What to work on:
Rewrite all of the data below as a numbered list, leaving out any blank lines.

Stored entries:
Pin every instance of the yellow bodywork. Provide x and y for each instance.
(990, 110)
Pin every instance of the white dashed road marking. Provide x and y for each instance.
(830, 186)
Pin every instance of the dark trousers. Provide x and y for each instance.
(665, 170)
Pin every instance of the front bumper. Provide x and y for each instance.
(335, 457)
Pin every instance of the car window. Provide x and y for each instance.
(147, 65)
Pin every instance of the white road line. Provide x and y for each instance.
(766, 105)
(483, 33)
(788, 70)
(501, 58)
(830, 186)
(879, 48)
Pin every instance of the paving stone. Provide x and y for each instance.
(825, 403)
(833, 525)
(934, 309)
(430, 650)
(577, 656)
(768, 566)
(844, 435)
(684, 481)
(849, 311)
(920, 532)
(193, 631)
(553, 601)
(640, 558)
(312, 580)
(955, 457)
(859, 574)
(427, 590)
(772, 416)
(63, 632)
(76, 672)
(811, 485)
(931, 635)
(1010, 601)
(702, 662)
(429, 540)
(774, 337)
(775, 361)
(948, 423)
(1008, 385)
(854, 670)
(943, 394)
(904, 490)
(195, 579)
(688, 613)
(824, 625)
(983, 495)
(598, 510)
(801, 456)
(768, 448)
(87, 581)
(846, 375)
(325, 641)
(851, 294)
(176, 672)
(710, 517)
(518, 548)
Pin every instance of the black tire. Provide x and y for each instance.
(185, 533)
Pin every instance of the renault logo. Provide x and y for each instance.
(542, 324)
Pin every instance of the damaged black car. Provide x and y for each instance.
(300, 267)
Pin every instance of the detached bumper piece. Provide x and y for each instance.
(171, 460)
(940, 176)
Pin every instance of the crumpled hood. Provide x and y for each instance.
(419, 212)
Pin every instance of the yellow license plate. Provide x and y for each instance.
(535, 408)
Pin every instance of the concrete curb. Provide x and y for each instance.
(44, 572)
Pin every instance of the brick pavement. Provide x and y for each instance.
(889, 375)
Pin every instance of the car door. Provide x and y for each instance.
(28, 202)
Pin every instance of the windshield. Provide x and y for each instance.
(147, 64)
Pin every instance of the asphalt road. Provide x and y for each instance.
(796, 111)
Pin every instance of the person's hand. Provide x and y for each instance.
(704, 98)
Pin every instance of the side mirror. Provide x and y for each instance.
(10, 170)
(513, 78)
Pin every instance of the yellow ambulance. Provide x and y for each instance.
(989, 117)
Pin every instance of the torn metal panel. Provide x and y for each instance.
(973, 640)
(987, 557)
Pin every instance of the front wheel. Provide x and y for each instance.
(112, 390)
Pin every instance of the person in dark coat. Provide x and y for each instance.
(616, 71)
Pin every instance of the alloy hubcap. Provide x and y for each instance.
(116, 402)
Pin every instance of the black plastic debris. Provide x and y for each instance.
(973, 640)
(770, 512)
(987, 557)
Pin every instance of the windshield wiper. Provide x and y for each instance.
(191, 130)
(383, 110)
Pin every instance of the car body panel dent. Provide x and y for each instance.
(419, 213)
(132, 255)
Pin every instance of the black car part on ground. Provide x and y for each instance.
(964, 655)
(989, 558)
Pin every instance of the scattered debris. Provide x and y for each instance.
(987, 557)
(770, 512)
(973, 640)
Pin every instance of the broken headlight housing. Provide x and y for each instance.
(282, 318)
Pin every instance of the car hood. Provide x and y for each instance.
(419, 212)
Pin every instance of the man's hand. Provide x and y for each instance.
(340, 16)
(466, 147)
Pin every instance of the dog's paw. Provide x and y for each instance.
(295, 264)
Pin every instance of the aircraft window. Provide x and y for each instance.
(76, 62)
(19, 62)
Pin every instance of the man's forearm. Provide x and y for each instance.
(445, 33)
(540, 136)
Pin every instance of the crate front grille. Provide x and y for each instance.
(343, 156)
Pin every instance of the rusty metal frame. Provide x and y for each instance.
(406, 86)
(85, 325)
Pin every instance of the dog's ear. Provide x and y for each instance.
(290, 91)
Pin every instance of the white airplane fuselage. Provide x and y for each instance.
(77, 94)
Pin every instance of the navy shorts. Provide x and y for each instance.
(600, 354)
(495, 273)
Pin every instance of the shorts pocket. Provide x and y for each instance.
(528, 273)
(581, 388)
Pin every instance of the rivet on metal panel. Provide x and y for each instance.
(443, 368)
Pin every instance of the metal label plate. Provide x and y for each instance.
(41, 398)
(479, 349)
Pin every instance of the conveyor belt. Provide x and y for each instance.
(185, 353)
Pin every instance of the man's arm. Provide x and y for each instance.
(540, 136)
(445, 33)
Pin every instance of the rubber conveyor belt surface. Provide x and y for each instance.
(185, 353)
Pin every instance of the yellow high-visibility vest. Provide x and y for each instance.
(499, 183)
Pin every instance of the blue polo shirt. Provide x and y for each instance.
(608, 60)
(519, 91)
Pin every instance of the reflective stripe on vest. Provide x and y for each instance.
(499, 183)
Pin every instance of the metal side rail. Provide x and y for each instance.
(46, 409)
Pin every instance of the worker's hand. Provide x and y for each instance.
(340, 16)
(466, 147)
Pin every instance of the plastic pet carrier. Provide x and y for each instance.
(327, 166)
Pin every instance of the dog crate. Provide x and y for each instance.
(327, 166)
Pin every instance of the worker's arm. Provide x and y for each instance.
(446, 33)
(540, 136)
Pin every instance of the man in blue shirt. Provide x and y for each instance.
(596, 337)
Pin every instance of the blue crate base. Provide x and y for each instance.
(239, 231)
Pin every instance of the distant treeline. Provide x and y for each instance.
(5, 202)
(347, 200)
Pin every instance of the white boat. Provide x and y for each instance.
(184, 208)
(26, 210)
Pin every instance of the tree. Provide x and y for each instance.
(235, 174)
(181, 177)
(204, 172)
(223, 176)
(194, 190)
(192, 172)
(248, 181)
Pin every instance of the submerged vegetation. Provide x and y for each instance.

Solved exercise:
1. Pin every instance of the yellow bodywork. Provide x and y for each instance.
2. (990, 110)
3. Pin every instance of the white dashed road marking. Provide x and y for each instance.
4. (830, 186)
5. Pin every instance of the dark trousers. Provide x and y for each instance.
6. (665, 170)
7. Pin every instance of the front bumper. Provide x and y for each instance.
8. (335, 457)
9. Pin every instance of the car window. Provide x and y for each instance.
10. (147, 65)
11. Pin every instance of the white road line. Provide x and y for each instance.
12. (766, 105)
13. (483, 33)
14. (788, 70)
15. (501, 58)
16. (830, 186)
17. (879, 48)
18. Pin every instance of the paving stone. Provide x and y for each instance.
19. (825, 403)
20. (833, 525)
21. (934, 309)
22. (430, 650)
23. (577, 656)
24. (768, 566)
25. (844, 435)
26. (684, 481)
27. (849, 311)
28. (920, 532)
29. (193, 631)
30. (553, 601)
31. (640, 558)
32. (312, 580)
33. (955, 457)
34. (859, 574)
35. (427, 590)
36. (772, 416)
37. (63, 632)
38. (76, 672)
39. (811, 485)
40. (931, 635)
41. (1010, 601)
42. (702, 662)
43. (429, 540)
44. (774, 337)
45. (775, 361)
46. (948, 423)
47. (1008, 385)
48. (854, 670)
49. (943, 394)
50. (904, 490)
51. (195, 579)
52. (688, 613)
53. (824, 625)
54. (983, 495)
55. (598, 510)
56. (801, 456)
57. (768, 448)
58. (87, 581)
59. (846, 375)
60. (325, 641)
61. (851, 294)
62. (176, 672)
63. (710, 517)
64. (518, 548)
65. Pin every instance of the black tire. Provide x and y for each instance.
66. (185, 533)
67. Pin every instance of the renault logo. Provide x and y for each instance.
68. (542, 324)
69. Pin every instance of the damaged black car. Provide x and y for each instance.
70. (300, 267)
71. Pin every instance of the detached bumper piece. Provide x and y for each instance.
72. (171, 460)
73. (940, 176)
74. Pin every instance of the crumpled hood. Provide x and y for each instance.
75. (419, 212)
76. Pin every instance of the yellow license plate. Provide x and y for each instance.
77. (535, 408)
78. Pin every instance of the concrete curb. Provide x and y for each instance.
79. (44, 572)
80. Pin every instance of the brick pavement. Provide x and y for each instance.
81. (889, 375)
82. Pin every instance of the car door. Provide x and y for each instance.
83. (28, 202)
84. Pin every instance of the windshield. Provide x and y for each instance.
85. (147, 64)
86. Pin every instance of the asphalt road. Provide x and y for each instance.
87. (796, 111)
88. Pin every instance of the person's hand. Provide x and y for each instance.
89. (704, 98)
90. Pin every instance of the side mirror. Provide x and y for each instance.
91. (10, 170)
92. (513, 78)
93. Pin every instance of the yellow ambulance. Provide x and y for each instance.
94. (989, 117)
95. Pin every instance of the torn metal panel. Provide x and y for each instance.
96. (973, 640)
97. (987, 557)
98. Pin every instance of the front wheel. Provide x and y for each instance.
99. (112, 390)
100. Pin every instance of the person in dark coat. Provide x and y for each instance.
101. (616, 71)
102. Pin every instance of the alloy hubcap. Provide x and y for each instance.
103. (116, 402)
104. Pin every instance of the black plastic debris. Provide x and y for each instance.
105. (973, 640)
106. (770, 512)
107. (987, 557)
108. Pin every instance of the windshield wiper. Provide x and y for each instance.
109. (191, 130)
110. (383, 110)
111. Pin every instance of the car body panel dent. Provide x and y for each instance.
112. (419, 213)
113. (132, 255)
114. Pin every instance of the black car part on ground. Provide x and y for each instance.
115. (964, 655)
116. (989, 558)
117. Pin every instance of the scattered debris. Provide x and y for each instance.
118. (987, 557)
119. (770, 512)
120. (973, 640)
121. Pin every instance of the broken headlight housing. Provide x and y for each instance.
122. (282, 318)
123. Pin every instance of the car hood. Provide x and y for each instance.
124. (419, 212)
125. Pin every instance of the man's hand. Provide x and y for each instance.
126. (340, 16)
127. (466, 147)
128. Pin every instance of the dog's paw. Provide x and y for each instance.
129. (295, 264)
130. Pin every instance of the aircraft window. Provide x and y for each instance.
131. (76, 62)
132. (19, 62)
133. Pin every instance of the man's forearm. Provide x and y for each instance.
134. (445, 33)
135. (540, 136)
136. Pin every instance of the crate front grille. Provide x and y for each instance.
137. (343, 156)
138. Pin every instance of the rusty metal frame. Provide x and y for each instance.
139. (406, 86)
140. (85, 325)
141. Pin every instance of the dog's ear. Provide x and y for each instance.
142. (290, 91)
143. Pin every instance of the white airplane fuselage. Provide x and y for each instance.
144. (77, 94)
145. Pin every instance of the navy shorts. Provide x and y for each instance.
146. (600, 354)
147. (495, 273)
148. Pin every instance of the shorts pocket. Provide x and y for each instance.
149. (528, 273)
150. (581, 388)
151. Pin every instance of the rivet on metal panel. Provide x and y for each instance.
152. (443, 368)
153. Pin every instance of the metal label plate. Provide x and y for each instance.
154. (41, 398)
155. (479, 349)
156. Pin every instance of the conveyor belt. Provide x and y for each instance.
157. (185, 353)
158. Pin every instance of the man's arm. Provide x and y for each instance.
159. (540, 136)
160. (445, 33)
161. Pin every instance of the rubber conveyor belt surface. Provide x and y for each instance.
162. (185, 353)
163. Pin every instance of the yellow high-visibility vest. Provide x and y for each instance.
164. (499, 183)
165. Pin every instance of the blue polo shirt. Provide x and y for each instance.
166. (608, 60)
167. (519, 91)
168. Pin every instance of the reflective stripe on vest. Provide x and y for each instance.
169. (499, 183)
170. Pin every instance of the metal side rail. Provide x and y for each instance.
171. (46, 409)
172. Pin every instance of the worker's hand. Provide x and y for each instance.
173. (340, 16)
174. (466, 147)
175. Pin every instance of the plastic pet carrier. Provide x and y for each instance.
176. (327, 166)
177. Pin every instance of the dog crate. Provide x and y for each instance.
178. (327, 166)
179. Pin every instance of the worker's arm. Provide x and y for each instance.
180. (446, 33)
181. (540, 136)
182. Pin every instance of the man in blue shirt. Provide x and y for each instance.
183. (596, 337)
184. Pin every instance of the blue crate base. Provide x and y for each instance.
185. (239, 231)
186. Pin every instance of the distant treeline. Provide x and y for each instance.
187. (5, 202)
188. (347, 200)
189. Pin every instance of the white boat. Provide x and y for each instance.
190. (184, 208)
191. (26, 210)
192. Pin every instance of the tree. Provide x and y for each instance.
193. (235, 174)
194. (181, 177)
195. (204, 172)
196. (223, 176)
197. (194, 190)
198. (192, 172)
199. (248, 181)
200. Pin every instance of the submerged vegetation. Provide x and y for each instance.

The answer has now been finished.